Excerpt provided ▸
--------------------------------------------------
I did get something out of church today about journal writing. I dont keep a journal very well but it has been suggested to me that a blog is kind of like a journal and it can be a record of my life.

4 comments:

Sheyenne said...

Hey Alison,
Sundays are very difficult when it's just you and the kids. Don't feel bad about that at all. In fact, I have help and I'm still usually yelling by the time we're trying to load into the car. I guess we can both try to get better. And using a blog as a journal was the whole reason I started one as well. I'm just not motivated enough to actually put pen to paper. This is a great idea, and you can even do pictures! Gotta love it.

Robin said...

Alison, I know how you feel. Last week, for me, was the worst Sunday I've had in a long time. I actually was going to leave after Sacrament, because I was so fed up with my inability to handle my kids during church, but I drove a couple of blocks and then turned around and came back with the idea that, surely, if I got one thing out of the rest of the meetings, it would be worthwhile. Of course, I did and it all turned out OK. Since then, I have been praying to have more compassion on my kids. (And they don't call me the Compassionate Service Leader for nothing--LOL) The kids didn't act much better today, but for some reason, I ended up having a wonderful Sunday at church. I think the change of heart had to do with the object of my fast and the prayers I've had this week. It definitely helped, anyway.

You are awesome, and you are definitely among friends who know the feeling!

By the way, Zachary was asking this afternoon when you, Eddie, Grace and the baby were going to come over and visit. What should I tell him?

Jules said...

Ditto what everyone has said about Sundays! It doesn't help that church starts after naps should start, so everyone is especially difficult at my house! I frequently just want to stay home and let everyone sleep! But, come January and that all will change. It will be more of a race of who can wake up and get out of the door as fast as possible, and still be on time! :)
--------------------------------------------------
Job 1 ▸ From the church blog post, pull out everything from "Alison, I know" down to "definitely helped, anyway.", word for word.
Job 2 ▸ Continue the church blog post from the point where it stops.
The rows after this come from a different source than the church blog post.

Stored rows ▸
--------------------------------------------------
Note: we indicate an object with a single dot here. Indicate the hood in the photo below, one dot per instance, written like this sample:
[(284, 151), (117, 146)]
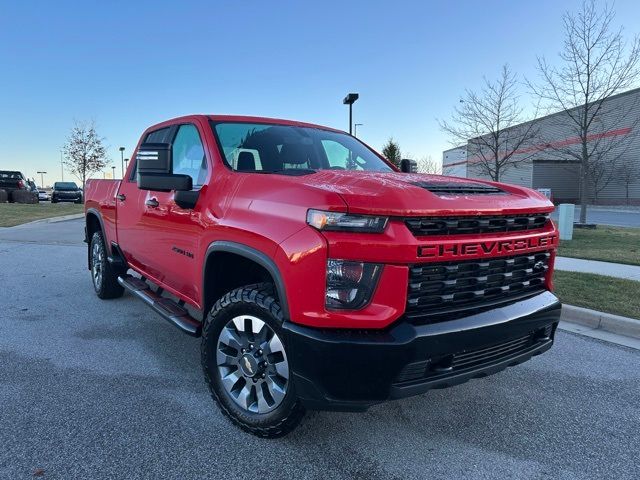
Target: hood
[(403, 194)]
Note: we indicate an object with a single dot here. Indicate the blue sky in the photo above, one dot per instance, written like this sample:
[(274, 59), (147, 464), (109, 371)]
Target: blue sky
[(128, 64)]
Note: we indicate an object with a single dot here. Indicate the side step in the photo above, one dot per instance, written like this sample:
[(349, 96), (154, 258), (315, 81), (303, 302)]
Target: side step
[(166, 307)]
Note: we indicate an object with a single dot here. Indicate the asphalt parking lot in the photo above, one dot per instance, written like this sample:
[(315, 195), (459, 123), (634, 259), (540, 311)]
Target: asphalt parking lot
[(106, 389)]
--------------------------------------------------
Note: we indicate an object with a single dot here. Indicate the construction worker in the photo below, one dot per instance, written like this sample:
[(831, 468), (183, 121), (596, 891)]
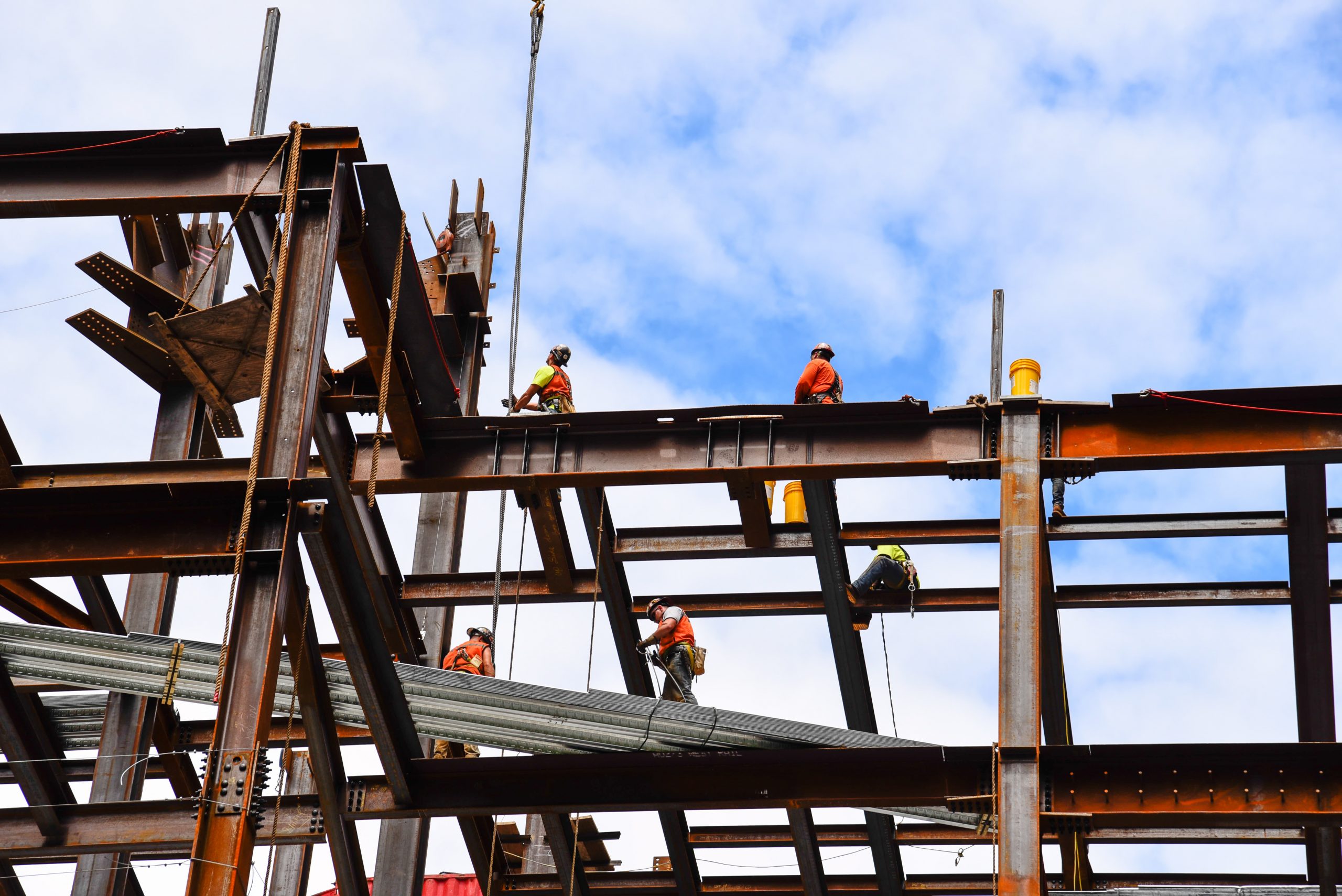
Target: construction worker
--------------------------------------------------
Written answer 1 ▸
Alison, I know how you feel. Last week, for me, was the worst Sunday I've had in a long time. I actually was going to leave after Sacrament, because I was so fed up with my inability to handle my kids during church, but I drove a couple of blocks and then turned around and came back with the idea that, surely, if I got one thing out of the rest of the meetings, it would be worthwhile. Of course, I did and it all turned out OK. Since then, I have been praying to have more compassion on my kids. (And they don't call me the Compassionate Service Leader for nothing--LOL) The kids didn't act much better today, but for some reason, I ended up having a wonderful Sunday at church. I think the change of heart had to do with the object of my fast and the prayers I've had this week. It definitely helped, anyway.

Written answer 2 ▸
And, I have to add that Seth's loves you as his teachers, and doesn't mind at all when there is game playing. In fact, I am sure all the kids consider it a special treat. In regards to last week, Seth told me that they got to play games and added something to the extent of "but it is good to play games because all of that learning at church can just make you so tired. So, you need a break." Maybe I should suggest that for Gospel Doctrine... :) kidding! But seriously, you do a fabulous job in their class!!!!!!!!!!!!!!!!!!!!!!!!!!!!!!!!!!!!!!!!!!!!!!!!!!!!!!!!!!!!!!!!!

Kevin said...

I can't really add to the parenting factor YET... but as far as Sunday's go I have trouble getting going sometimes. We only get Sunday mornings off over here. They say when you're deployed you make crazy money but in actuality I figure I make just above $5 an hour based on the number of hours I put in. So when Sundays come along even with my alarm set I sometimes sleep in to recover from the long week. I usually feel pretty bad about it because Church really helps me recharge and reset for the new week but as my wife has put it... maybe God understands how little sleep I get and it's not so bad to get a few extra winks from time to time.
Reading your blog... believe it or not... gets me excited in a weird way for having kids to get frazzled over. My tune may change when I have kids... but I think the most selfless thing a person can do is raise children. Keep up the good work.